> **EXERCISE TEXT**:
*** Begin section ***
Pediatric Nutrition

When your child is in the hospital or being treated for an illness, food and nourishment can be just as important as the medicine he or she takes. The right diet can help the body heal and grow, and our registered dietitians are here to make sure children get the nutrition they need.

Pediatric Patient Eating Yogurt

Our registered dietitians can recommend a diet to help your child grow and heal.

At Hassenfeld Children’s Hospital at NYU Langone, whether your child is dealing with a food-related diagnosis, such as celiac disease, or is in our care for the treatment of another condition, you can trust that the food we provide is the food that he or she needs.

Nutrition While in the Hospital

If you have an infant in the Neonatal Intensive Care Unit at Tisch Hospital or Neonatal Intensive Care Unit at NYU Langone Hospital—Brooklyn, we support your efforts to breastfeed. If your baby is unable to nurse, we encourage you to use a breast pump. Your milk can be given by bottle or through enteral nutrition, in which milk is delivered directly to your baby’s stomach through a tube. We also have donor breastmilk available from approved agencies, which we can feed to your baby with your consent, if needed.
*** End section ***
> **WORK INSTRUCTION A**: List every hospital named in the pediatric nutrition text.
> **WORK INSTRUCTION B**: Extend the pediatric nutrition text with the passage that would come after its sentence about donor breastmilk.
The data after this point is separate material, unrelated to the pediatric nutrition text.

> **PROVIDED INFORMATION**:
*** Begin section ***
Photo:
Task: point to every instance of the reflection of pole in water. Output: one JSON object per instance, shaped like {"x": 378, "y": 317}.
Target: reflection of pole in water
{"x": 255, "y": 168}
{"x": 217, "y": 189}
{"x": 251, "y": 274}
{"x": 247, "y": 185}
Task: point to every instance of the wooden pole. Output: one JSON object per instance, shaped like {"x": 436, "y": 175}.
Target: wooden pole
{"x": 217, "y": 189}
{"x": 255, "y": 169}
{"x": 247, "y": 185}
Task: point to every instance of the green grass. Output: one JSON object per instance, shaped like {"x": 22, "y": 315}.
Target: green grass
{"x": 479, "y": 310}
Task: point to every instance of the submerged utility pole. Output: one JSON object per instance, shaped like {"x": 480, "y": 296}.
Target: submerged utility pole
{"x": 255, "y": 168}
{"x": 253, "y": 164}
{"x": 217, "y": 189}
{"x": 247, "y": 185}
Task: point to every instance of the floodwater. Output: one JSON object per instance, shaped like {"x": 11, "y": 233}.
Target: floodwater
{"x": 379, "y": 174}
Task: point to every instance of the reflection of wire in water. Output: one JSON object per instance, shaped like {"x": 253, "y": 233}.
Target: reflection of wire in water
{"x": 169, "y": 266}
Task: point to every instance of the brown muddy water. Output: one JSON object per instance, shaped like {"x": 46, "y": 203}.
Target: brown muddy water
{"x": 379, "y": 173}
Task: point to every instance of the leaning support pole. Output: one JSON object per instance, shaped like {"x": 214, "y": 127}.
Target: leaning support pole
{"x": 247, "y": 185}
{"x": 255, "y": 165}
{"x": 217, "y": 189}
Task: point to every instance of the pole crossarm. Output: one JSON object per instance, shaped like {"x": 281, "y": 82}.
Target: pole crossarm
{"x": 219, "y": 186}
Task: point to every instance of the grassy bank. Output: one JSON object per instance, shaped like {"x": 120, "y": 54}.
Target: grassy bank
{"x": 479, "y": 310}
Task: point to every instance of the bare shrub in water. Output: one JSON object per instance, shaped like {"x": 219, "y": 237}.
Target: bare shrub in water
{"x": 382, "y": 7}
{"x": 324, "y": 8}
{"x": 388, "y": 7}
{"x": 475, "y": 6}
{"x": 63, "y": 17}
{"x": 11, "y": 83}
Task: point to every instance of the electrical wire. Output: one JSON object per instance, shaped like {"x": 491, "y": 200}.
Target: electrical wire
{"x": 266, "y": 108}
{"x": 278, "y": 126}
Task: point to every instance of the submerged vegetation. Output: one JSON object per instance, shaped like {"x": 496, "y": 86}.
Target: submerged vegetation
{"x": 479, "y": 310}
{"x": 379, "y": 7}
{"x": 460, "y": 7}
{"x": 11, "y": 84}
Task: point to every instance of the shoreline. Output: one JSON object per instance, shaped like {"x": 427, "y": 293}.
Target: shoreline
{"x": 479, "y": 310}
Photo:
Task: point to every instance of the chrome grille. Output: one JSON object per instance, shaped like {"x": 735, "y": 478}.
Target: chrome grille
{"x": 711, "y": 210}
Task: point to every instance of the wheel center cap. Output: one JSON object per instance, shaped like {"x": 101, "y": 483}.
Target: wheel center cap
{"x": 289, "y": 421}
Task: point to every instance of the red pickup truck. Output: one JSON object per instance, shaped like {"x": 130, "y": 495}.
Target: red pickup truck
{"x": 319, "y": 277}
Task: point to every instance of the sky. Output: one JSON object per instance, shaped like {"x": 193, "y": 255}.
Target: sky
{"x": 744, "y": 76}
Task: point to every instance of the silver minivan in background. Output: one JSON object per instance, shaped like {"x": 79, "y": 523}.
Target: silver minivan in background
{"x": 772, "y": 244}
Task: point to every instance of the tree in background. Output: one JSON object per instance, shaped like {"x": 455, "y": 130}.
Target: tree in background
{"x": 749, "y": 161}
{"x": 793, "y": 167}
*** End section ***
> **FINAL ANSWER A**:
Hassenfeld Children’s Hospital at NYU Langone
Tisch Hospital
NYU Langone Hospital—Brooklyn

> **FINAL ANSWER B**:
If you have questions about our nutrition programs, please talk with a member of your child’s care team.

Children in other hospital areas, including the pediatric acute medicalsurgical unit, the Pediatric Intensive Care Unit (PICU), and the Congenital Cardiovascular Care Unit (CCVCU), are offered a variety of different foods. Our goal is to partner with you to meet your child’s nutritional needs while also recognizing that some children are picky eaters.

For children with allergies, we review all recipes to make sure that our food contains no hidden nuts, gluten, or other potential irritants. If your child has cultural or religious dietary restrictions, please let us know so we can accommodate them.

Outpatient Nutrition Programs

Our registered dietitians work with children being treated through our outpatient programs and centers. We also check in with parents to make sure babies who have been in the Neonatal Intensive Care Unit (NICU) are gaining weight.

Many medical conditions affect your child’s food choices, and this can affect the whole family. We can help you make the adjustments necessary at home to ensure your family is well nourished.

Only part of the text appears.